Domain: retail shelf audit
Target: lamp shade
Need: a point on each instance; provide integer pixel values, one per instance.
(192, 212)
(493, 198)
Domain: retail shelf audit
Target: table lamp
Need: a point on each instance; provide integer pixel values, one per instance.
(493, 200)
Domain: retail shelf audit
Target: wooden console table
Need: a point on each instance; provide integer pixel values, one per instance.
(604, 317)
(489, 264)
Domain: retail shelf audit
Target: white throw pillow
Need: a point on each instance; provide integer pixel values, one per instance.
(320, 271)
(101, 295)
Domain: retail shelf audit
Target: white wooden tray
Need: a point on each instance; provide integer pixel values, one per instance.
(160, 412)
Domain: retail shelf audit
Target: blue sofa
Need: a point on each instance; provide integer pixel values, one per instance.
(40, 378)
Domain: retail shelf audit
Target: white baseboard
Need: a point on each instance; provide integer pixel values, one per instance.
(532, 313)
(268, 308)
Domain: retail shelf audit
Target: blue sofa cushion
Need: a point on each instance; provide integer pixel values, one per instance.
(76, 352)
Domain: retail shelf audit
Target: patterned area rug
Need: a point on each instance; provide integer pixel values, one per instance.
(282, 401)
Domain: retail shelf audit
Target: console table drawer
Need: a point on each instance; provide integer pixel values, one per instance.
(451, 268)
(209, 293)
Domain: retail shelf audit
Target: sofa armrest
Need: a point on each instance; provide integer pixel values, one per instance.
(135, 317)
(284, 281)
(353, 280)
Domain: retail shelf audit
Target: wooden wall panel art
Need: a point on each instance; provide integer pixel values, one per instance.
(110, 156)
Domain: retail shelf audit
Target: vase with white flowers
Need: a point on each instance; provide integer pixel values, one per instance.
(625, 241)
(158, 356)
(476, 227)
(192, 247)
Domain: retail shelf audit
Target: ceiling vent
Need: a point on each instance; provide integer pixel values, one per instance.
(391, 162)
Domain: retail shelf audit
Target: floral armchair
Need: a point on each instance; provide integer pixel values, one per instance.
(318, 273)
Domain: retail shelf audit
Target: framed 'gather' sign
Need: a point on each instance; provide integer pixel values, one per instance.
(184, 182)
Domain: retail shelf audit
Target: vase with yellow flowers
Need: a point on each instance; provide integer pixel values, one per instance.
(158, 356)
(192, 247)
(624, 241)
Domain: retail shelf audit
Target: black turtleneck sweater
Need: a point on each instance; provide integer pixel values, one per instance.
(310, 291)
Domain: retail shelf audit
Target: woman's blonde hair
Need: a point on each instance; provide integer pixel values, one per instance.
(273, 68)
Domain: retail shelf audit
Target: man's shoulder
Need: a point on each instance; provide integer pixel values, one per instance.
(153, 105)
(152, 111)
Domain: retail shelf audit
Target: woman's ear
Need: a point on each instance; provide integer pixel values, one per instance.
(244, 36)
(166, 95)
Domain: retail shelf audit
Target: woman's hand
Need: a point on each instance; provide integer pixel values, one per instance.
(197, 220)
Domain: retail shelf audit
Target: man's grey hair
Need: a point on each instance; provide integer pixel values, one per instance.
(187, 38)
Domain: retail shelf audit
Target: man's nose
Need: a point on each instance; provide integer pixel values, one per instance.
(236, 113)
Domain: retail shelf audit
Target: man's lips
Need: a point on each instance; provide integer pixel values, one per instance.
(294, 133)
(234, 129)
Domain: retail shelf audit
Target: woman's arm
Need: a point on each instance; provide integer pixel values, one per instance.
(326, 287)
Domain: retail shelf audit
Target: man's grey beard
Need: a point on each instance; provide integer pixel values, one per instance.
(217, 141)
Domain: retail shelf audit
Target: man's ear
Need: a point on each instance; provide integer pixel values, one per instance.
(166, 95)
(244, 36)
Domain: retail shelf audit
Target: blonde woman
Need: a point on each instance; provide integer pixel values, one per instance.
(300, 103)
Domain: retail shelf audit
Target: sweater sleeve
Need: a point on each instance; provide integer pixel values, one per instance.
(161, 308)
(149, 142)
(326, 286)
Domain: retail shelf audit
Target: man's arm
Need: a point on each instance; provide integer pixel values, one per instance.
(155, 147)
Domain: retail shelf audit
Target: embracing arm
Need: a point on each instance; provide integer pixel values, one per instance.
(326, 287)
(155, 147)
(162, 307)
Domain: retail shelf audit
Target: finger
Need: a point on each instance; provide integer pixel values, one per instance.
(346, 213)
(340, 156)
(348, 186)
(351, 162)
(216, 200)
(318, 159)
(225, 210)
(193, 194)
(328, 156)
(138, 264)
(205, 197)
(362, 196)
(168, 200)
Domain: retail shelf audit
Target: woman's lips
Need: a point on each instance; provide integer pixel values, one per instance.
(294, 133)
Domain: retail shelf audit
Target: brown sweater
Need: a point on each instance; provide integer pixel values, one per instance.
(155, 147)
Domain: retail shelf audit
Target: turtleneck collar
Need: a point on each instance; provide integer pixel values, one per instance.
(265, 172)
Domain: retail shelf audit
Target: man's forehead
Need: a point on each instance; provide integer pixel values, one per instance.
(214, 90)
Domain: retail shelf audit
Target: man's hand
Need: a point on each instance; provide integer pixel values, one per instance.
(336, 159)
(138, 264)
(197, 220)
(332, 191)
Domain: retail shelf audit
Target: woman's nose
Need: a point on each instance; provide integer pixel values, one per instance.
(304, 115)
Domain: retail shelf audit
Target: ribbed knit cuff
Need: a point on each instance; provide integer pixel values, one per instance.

_____

→ Stated goal:
Write out the records shown above, exactly as they appear.

→ Exercise result:
Domain: retail shelf audit
Target: lamp shade
Need: a point on each instance; provide integer pixel values, one per instance.
(192, 212)
(493, 198)
Domain: retail shelf audit
Target: table lamp
Need: a point on each instance; provide integer pixel values, one per instance.
(493, 200)
Domain: retail shelf audit
Target: wooden console table
Need: a point on each instance; provide integer pixel values, one per instance.
(604, 317)
(489, 264)
Domain: retail shelf audit
Target: white throw pillow
Need: a point on each instance; provide integer pixel values, one per instance.
(320, 271)
(101, 295)
Domain: retail shelf audit
Target: white wooden tray
Need: a point on each instance; provide integer pixel values, one per instance.
(160, 412)
Domain: retail shelf audit
Target: blue sofa
Need: a point on each instance; provide integer pixel values, one per instance.
(40, 378)
Domain: retail shelf audit
Target: white baseboard
Need: a point on each instance; provide integer pixel values, one per instance.
(532, 313)
(268, 308)
Domain: retail shelf audit
Target: blue sofa cushion
Need: a point on each instance; provide integer pixel values, one per instance.
(76, 352)
Domain: retail shelf audit
Target: patterned area rug
Need: a point on each instance; provide integer pixel values, one per instance.
(282, 401)
Domain: retail shelf audit
Target: console table drawer
Need: a point on each instance; provide integer pixel values, one per instance.
(451, 268)
(209, 293)
Domain: retail shelf audit
Target: sofa armrest
Need: a point on each instance; provide integer pixel values, one per instance.
(135, 317)
(284, 281)
(353, 280)
Domain: retail shelf audit
Target: wooden wall panel art
Need: a point on each instance; provide integer pixel values, one per instance.
(110, 156)
Domain: retail shelf audit
Target: vase with white flowers
Need: a point on each instance; provide integer pixel values, one per instance.
(625, 241)
(158, 356)
(476, 227)
(192, 247)
Domain: retail shelf audit
Target: ceiling vent
Need: a point on each instance; provide integer pixel values, one per instance.
(391, 162)
Domain: retail shelf audit
Target: floral armchair
Need: a point on each instance; provide integer pixel values, one per instance.
(318, 273)
Domain: retail shelf audit
Target: framed 'gather' sign
Need: a point on each instance; provide integer pixel values, one per instance.
(184, 182)
Domain: retail shelf audit
Target: vase with yellow flowers
Need: a point on each instance; provide integer pixel values, one per instance.
(158, 356)
(192, 247)
(624, 241)
Domain: retail shelf audit
Target: black turtleneck sweater
Need: a point on each instance; provide integer pixel values, one per instance.
(310, 291)
Domain: retail shelf audit
Target: woman's blonde hair
Need: a point on each instance; provide integer pixel values, one per instance.
(273, 68)
Domain: retail shelf audit
Target: man's shoulder
Need: a point on each instance; provide integer pixel values, one per instance.
(153, 105)
(152, 111)
Domain: retail shelf audit
Target: woman's ear
Need: a point on each instance; provide integer pixel values, one per instance.
(244, 36)
(166, 95)
Domain: retail shelf audit
Target: woman's hand
Need: a point on each instance; provide integer pixel values, one per instance.
(197, 220)
Domain: retail shelf audit
Target: man's grey hair
Need: a point on each instance; provide integer pixel values, one per instance.
(187, 38)
Domain: retail shelf audit
Target: man's nose
Need: a point on each instance; provide integer pixel values, one per instance.
(236, 113)
Domain: retail shelf audit
Target: man's lips
Need: a point on each instance; provide integer pixel values, one per instance.
(294, 133)
(234, 129)
Domain: retail shelf audit
Target: woman's arm
Need: a point on each instance; provide integer pixel values, one per instance.
(326, 287)
Domain: retail shelf audit
Target: man's grey beard
Need: a point on each instance; provide integer pixel values, one per instance.
(217, 141)
Domain: retail shelf audit
Target: man's ear
Need: a point on each instance; provide integer pixel values, one per instance.
(166, 95)
(244, 36)
Domain: retail shelf audit
Target: blonde woman
Need: a point on each instance; provide integer pixel values, one per instance.
(300, 103)
Domain: retail shelf audit
Target: sweater sleeve
Need: a point on each instance; provide integer pixel values, one per instance.
(161, 308)
(149, 142)
(326, 286)
Domain: retail shelf audit
Target: man's arm
Need: a point on each instance; provide integer pixel values, one per instance.
(155, 147)
Domain: retail shelf audit
Target: embracing arm
Need: a point on each instance; provide integer pixel values, one per instance.
(326, 287)
(155, 147)
(162, 307)
Domain: retail shelf audit
Target: finger
Need: a point on each instance; provide integer pixel values, one per instance.
(346, 213)
(340, 156)
(348, 186)
(351, 162)
(216, 200)
(318, 159)
(225, 210)
(193, 194)
(328, 156)
(138, 264)
(205, 197)
(362, 196)
(168, 200)
Domain: retail shelf audit
Target: woman's lips
Need: a point on each instance; provide integer pixel values, one per instance.
(294, 133)
Domain: retail shelf audit
Target: brown sweater
Need: a point on each instance; provide integer pixel values, one per instance.
(155, 147)
Domain: retail shelf audit
Target: turtleneck collar
Need: a point on each instance; provide integer pixel values, one per instance.
(265, 172)
Domain: retail shelf audit
Target: man's forehead
Need: a point on each instance; provide integer pixel values, one per instance.
(214, 90)
Domain: retail shelf audit
Target: man's hand
Need: a point on each instance; provide integer pixel values, one per instance.
(336, 159)
(138, 264)
(197, 220)
(332, 191)
Domain: retail shelf audit
Target: woman's nose
Need: a point on each instance; provide integer pixel values, one per instance.
(304, 115)
Domain: retail shelf audit
Target: ribbed knit cuff
Need: a point on each instance; provide integer pixel values, one per instance.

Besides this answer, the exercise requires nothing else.